PARTS OF THE EXERCISE:
**a)** Translate this sentence from the commentary on health insurance executive pay into Spanish: "Their multi-million dollar salaries, bonuses, retirement packages and stock option dollars, in other words, come out of the premium money a large portion of which they are supposed to devote to patient care."
**b)** From the commentary on health insurance executive pay, echo the passage that opens with the words containing "Their multi-million dollar" and closes with "to be banned.".
**c)** In the commentary on health insurance executive pay, which publication reported the CEO compensation figures that are listed?

DOCUMENT EXCERPT:
===============

Surprise! Surprise! The nation’s health insurance companies, while paying their executives handsomely, are trying every trick in their lobbyists’ books to wiggle out of some of the most important cost-savings and patient care provisions of the health care reforms.
One obvious reason can be found in the compensation paid in the last year to the CEOs of some of the top insurance companies as reported by Modern Health Care:
• Stephen Hemsley, UnitedHealth Group, $106.6 million
• H. Edward Hanway, Cigna, a retirement package worth $110.9 million
• His successor, David Cordani, $26 million for his first year
• Michael McCallister, Humana, $14 million
• Ronald Williams, Aetna, $13.6 million
• Allen Wise, Coventry, $10.2 million
• Angela Braly, Wellpoint, $10.1 million
All have sought steep increases in their premiums while enjoying healthier profits thanks to the health reforms which, among other things, requires that people obtain health insurance much of which will be subsidized by government.
Aside from satisfying our prurient interest about these outrageous salaries, there is a reason these compensation amounts are important; they may be counted as contributing to the quality of care, which helps the companies make a mockery of the new health reforms and the amount and quality of patient care they are supposed to deliver.
Their multi-million dollar salaries, bonuses, retirement packages and stock option dollars, in other words, come out of the premium money a large portion of which they are supposed to devote to patient care.
But here’s the ultimate in chutzpah: A spokesman for Wellpoint told the Los Angeles Times that the compensation reflects their effort to improve care and hit corporate goals, including profits. Yet the record of the insurance companies reflects their chiseling on patient care, not only through premium increases, but by arbitrarily droppng or refusing coverage for potentially expensive patients - a practice that eventually is supposed to be banned.

===============

DATA EXTRACT:

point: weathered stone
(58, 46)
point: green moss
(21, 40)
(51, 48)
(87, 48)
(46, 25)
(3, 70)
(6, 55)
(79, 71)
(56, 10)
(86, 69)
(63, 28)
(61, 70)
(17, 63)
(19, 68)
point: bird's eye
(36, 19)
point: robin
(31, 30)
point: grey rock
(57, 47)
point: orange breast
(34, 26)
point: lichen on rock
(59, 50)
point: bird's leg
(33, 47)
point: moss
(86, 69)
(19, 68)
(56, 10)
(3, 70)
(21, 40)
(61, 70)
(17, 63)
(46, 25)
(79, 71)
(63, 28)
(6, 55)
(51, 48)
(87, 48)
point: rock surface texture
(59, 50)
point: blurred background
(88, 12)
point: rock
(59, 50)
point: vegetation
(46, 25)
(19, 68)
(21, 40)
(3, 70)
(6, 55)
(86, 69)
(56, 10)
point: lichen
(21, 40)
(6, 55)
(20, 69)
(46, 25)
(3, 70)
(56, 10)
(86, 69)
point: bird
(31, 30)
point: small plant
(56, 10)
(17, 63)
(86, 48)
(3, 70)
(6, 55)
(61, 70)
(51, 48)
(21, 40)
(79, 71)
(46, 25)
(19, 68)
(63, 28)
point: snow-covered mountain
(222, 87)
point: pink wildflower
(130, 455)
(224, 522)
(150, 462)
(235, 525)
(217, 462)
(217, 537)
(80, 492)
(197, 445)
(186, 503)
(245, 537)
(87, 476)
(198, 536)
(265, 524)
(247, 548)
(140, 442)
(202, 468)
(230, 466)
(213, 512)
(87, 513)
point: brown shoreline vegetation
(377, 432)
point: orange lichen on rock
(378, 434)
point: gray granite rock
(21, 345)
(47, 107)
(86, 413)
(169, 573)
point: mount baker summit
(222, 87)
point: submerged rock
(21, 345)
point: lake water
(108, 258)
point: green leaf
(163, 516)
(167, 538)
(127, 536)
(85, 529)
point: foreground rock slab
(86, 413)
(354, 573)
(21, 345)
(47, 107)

===============

SOLUTIONS IN ORDER:
**a)** En otras palabras, sus salarios multimillonarios, bonificaciones, paquetes de jubilación y dólares en opciones sobre acciones salen del dinero de las primas, una gran parte del cual se supone que deben destinar a la atención de los pacientes.

**b)**
Their multi-million dollar salaries, bonuses, retirement packages and stock option dollars, in other words, come out of the premium money a large portion of which they are supposed to devote to patient care.
But here’s the ultimate in chutzpah: A spokesman for Wellpoint told the Los Angeles Times that the compensation reflects their effort to improve care and hit corporate goals, including profits. Yet the record of the insurance companies reflects their chiseling on patient care, not only through premium increases, but by arbitrarily droppng or refusing coverage for potentially expensive patients - a practice that eventually is supposed to be banned.

**c)** Modern Health Care